— TASK DIRECTIONS —
Can you pull out every line in the records below that contains the word "gable"?
--- Start EXERCISE MATERIAL ---
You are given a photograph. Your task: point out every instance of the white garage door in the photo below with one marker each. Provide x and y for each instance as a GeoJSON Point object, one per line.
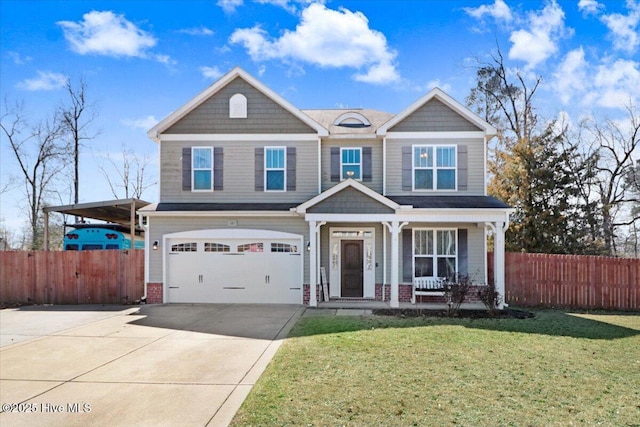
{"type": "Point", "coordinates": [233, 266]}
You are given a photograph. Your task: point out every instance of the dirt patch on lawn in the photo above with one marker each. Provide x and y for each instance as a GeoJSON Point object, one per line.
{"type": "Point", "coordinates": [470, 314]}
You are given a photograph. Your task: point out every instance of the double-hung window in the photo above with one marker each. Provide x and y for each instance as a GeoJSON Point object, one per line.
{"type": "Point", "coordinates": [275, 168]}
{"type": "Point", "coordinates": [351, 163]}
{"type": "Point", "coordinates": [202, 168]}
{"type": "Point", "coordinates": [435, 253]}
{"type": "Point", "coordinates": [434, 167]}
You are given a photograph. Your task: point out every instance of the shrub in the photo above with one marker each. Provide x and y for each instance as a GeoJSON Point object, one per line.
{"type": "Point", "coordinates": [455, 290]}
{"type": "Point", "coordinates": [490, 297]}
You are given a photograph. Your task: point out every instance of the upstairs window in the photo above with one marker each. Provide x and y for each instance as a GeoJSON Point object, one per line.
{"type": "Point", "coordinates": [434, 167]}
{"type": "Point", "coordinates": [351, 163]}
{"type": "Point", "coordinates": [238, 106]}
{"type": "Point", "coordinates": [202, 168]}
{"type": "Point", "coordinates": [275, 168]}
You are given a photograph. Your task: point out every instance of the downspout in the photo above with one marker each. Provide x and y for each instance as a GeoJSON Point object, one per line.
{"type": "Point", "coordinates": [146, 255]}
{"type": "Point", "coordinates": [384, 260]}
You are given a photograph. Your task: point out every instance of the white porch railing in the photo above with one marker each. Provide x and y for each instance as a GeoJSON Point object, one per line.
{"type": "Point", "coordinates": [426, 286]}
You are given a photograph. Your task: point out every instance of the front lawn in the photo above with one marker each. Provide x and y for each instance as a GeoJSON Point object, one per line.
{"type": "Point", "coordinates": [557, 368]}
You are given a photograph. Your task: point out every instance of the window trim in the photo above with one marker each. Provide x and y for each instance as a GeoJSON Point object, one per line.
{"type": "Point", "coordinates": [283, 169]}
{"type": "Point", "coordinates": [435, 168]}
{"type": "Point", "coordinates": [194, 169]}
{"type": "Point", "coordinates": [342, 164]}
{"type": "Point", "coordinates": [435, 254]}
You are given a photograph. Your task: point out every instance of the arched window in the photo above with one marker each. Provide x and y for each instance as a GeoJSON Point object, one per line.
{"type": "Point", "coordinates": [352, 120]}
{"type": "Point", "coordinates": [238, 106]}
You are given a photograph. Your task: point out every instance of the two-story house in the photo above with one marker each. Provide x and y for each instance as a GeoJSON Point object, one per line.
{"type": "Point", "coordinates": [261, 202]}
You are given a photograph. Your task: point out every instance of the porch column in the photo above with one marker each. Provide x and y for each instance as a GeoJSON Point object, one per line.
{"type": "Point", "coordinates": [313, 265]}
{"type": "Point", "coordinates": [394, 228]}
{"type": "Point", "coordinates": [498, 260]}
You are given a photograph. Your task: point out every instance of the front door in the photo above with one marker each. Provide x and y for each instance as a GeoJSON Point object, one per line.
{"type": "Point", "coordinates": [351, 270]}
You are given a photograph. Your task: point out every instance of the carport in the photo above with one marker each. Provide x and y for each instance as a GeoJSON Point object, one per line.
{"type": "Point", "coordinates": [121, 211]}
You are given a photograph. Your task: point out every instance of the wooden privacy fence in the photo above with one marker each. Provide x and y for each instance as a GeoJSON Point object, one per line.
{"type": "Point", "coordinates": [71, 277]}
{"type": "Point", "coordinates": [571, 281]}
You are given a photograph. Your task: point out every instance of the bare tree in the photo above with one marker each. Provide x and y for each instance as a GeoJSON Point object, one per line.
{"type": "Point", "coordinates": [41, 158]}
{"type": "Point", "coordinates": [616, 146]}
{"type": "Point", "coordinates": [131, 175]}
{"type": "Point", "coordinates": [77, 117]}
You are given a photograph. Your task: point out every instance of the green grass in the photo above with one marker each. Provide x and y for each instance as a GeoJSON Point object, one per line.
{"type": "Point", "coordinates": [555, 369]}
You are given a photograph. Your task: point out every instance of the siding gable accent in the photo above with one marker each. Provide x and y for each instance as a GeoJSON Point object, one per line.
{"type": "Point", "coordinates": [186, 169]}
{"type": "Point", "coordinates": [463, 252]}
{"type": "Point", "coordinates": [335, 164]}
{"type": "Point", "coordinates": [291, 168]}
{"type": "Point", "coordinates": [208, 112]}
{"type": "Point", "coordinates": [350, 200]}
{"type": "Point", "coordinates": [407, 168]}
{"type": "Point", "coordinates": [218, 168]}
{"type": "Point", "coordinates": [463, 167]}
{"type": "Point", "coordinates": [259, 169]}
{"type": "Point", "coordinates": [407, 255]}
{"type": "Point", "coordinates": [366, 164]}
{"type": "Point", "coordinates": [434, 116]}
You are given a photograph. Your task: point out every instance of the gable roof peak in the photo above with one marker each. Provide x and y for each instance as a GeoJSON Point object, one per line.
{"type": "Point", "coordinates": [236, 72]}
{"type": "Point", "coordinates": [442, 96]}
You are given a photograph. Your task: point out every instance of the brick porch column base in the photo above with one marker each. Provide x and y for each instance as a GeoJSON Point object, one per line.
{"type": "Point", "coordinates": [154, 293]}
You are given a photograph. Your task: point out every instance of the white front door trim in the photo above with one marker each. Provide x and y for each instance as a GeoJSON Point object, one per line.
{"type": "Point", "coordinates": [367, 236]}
--- End EXERCISE MATERIAL ---
--- Start EXERCISE MATERIAL ---
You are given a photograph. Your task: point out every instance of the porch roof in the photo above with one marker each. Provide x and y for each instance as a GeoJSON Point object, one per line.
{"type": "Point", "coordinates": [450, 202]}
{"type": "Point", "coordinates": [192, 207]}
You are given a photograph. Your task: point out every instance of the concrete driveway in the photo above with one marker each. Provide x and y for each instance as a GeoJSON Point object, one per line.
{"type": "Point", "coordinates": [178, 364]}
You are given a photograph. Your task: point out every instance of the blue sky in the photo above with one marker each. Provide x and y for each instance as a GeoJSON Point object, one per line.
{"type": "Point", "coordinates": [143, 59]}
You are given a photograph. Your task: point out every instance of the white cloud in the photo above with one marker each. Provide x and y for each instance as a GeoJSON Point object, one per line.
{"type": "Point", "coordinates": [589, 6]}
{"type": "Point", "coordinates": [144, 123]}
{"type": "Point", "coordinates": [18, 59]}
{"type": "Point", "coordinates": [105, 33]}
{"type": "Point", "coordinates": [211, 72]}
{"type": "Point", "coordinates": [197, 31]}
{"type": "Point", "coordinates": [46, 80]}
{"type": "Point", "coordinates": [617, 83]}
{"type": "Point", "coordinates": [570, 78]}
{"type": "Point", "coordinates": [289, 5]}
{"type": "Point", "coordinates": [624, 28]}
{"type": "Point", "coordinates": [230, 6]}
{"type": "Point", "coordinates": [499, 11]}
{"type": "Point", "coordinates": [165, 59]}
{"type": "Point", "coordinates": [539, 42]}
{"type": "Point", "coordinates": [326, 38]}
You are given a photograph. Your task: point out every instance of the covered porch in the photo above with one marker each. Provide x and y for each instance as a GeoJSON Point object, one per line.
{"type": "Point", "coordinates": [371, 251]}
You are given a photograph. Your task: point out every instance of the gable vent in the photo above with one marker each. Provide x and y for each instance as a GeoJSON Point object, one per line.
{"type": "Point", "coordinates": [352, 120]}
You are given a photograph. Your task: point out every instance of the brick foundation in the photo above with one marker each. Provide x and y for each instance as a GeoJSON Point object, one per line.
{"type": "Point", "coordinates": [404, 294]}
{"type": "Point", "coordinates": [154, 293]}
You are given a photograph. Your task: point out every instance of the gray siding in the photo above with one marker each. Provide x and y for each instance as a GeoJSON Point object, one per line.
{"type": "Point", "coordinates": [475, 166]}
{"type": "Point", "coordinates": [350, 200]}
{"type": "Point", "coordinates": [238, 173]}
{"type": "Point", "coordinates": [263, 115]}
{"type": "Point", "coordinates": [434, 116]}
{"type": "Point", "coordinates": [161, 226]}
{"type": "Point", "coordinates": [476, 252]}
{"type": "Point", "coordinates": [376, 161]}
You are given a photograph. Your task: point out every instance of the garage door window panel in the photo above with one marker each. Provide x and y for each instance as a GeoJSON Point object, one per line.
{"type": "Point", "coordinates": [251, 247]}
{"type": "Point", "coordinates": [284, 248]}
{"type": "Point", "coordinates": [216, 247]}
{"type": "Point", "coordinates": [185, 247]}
--- End EXERCISE MATERIAL ---
— ANSWER FOR THE TASK —
You are given a photograph. Your task: point out every instance of the siding gable accent in the photo above with one marker each. Provide x and y for each instance as a GeoJSON Point object, one per line.
You are given a photograph. Your task: point out every instance of the gable roof peak in the photo above with one marker each. Provide x and y for each instance as a GeoJSON Point object, one per line.
You are given a photograph. Your task: point out every instance of the gable vent in the photo above with one marker each. Provide x and y for each instance as a GeoJSON Point object, one per line.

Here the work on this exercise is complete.